**Exercise details:**
Return the records below word for word.
::::::
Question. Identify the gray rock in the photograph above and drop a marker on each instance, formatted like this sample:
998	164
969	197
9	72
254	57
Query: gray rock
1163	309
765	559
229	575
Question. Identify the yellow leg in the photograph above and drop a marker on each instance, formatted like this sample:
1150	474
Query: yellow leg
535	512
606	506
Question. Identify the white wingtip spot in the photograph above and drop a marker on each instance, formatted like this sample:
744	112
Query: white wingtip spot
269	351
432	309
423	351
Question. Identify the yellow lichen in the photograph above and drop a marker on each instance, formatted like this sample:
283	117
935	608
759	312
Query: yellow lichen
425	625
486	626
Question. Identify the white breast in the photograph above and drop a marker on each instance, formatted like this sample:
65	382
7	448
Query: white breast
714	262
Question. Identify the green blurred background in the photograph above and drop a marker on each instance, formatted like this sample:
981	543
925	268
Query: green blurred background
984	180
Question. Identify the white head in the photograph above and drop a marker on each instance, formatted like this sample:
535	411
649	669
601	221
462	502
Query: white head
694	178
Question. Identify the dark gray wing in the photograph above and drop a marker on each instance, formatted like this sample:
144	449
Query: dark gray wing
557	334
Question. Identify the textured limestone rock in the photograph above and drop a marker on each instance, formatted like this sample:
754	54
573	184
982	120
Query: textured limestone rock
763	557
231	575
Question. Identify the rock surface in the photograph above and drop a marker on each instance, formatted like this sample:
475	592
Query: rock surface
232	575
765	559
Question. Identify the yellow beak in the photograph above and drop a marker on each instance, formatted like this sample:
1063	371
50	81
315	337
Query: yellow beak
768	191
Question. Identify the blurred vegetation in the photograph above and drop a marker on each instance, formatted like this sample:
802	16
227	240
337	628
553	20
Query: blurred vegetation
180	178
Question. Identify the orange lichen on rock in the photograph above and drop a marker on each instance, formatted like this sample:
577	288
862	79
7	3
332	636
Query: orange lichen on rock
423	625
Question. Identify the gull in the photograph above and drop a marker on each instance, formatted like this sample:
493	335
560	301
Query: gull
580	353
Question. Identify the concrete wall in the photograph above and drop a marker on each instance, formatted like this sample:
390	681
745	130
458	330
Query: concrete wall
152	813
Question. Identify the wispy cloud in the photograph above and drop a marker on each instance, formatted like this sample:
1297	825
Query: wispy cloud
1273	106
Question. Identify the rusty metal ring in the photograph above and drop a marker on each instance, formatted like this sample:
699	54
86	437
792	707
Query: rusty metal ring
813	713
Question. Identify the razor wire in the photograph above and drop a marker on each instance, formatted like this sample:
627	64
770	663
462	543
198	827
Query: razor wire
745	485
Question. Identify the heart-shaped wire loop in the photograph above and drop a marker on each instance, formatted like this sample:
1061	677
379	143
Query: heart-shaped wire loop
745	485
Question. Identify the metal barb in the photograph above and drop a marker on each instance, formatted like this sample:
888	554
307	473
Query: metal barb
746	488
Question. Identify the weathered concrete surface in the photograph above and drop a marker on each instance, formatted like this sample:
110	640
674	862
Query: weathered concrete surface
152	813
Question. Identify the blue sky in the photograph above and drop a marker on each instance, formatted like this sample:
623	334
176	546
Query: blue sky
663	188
::::::
**Solution for this task:**
Question. Identify the gray rock in the photograph above and drop a marker on each instance, formatted like this sample:
998	164
969	197
9	72
254	57
Query: gray rock
1163	309
765	559
229	575
Question. Identify the yellow leg in the photograph above and drop a marker on each instance, formatted like this sample:
1150	474
Query: yellow leg
535	512
606	506
Question. Identify the white wingtip spot in the photograph above and drop a marker on each instance, formatted like this sample:
744	112
Query: white wingtip spot
269	351
432	309
423	351
Question. Identify the yellow lichen in the photograph above and drop a marker on each instance, formatted like this sample:
283	117
935	608
759	312
Query: yellow lichen
425	625
486	626
Question. Identify the white breast in the photograph above and drop a marker on each instance, formatted like this sample:
65	382
7	448
Query: white breast
714	262
Question. Identify the green blurred background in the photograph above and drop a marker on each instance, formatted like this sample:
981	543
925	268
Query: green blurred background
984	180
Question. Identify the white head in the photograph above and drop a marker on each instance, formatted like this sample:
535	411
649	669
601	221
462	502
Query: white head
694	178
Question. Identify the dark gray wing in the photograph above and drop a marker on each instance, formatted like this sample:
144	449
Query: dark gray wing
557	334
Question. Identify the textured limestone rock in the photograph above and drop a marker on each instance, formatted like this sample:
754	54
573	184
982	120
Query: textured limestone rock
763	557
231	575
Question. Identify the rock surface in the photograph above and drop a marker on each instance, formatted like this sample:
475	592
Query: rock surface
232	575
765	559
Question. Identify the yellow beak in the photograph above and drop a marker on each instance, formatted like this sample:
1063	371
50	81
315	337
Query: yellow beak
768	191
Question. Identify the blurred vegetation in the photograph above and drop a marker on each instance, formatted like this sample:
802	16
227	240
337	628
553	20
Query: blurred vegetation
180	178
Question. Identify the orange lichen on rock in the photograph above and drop a marker on each instance, formatted like this sample:
577	288
862	79
7	3
332	636
Query: orange lichen on rock
423	625
Question. Identify the gull in the photograph above and drop a marker on each instance, formatted like this sample:
493	335
560	301
Query: gull
580	353
Question. Identify the concrete wall in the photograph above and drop a marker on each instance, formatted like this sample:
390	681
745	130
458	330
Query: concrete wall
152	813
Question. Identify the wispy cloud in the photograph above and drop a marker on each instance, formatted like this sample:
1297	825
Query: wispy cloud
1273	106
Question. Identify the rusty metal ring in the photograph above and drop a marker on each instance, formatted like this sample:
699	54
86	437
792	707
Query: rusty metal ring
813	713
Question. Identify the razor wire in the photograph above and drop a marker on each instance, formatted like this sample:
627	64
770	663
462	543
198	827
Query: razor wire
745	485
Question. Identify the heart-shaped wire loop in the photograph above and drop a marker on each instance, formatted like this sample:
1061	677
379	143
Query: heart-shaped wire loop
745	485
Question. Identify the metal barb in the photograph above and drop a marker on each instance, formatted like this sample:
888	554
307	473
Query: metal barb
746	488
Question. Identify the weathered concrete surface in the photograph above and drop a marker on each instance, formatted like this sample:
110	640
674	862
Query: weathered concrete surface
152	813
Question. Identify the blue sky in the photograph above and drop a marker on each instance, formatted like this sample:
623	334
176	546
Query: blue sky
663	188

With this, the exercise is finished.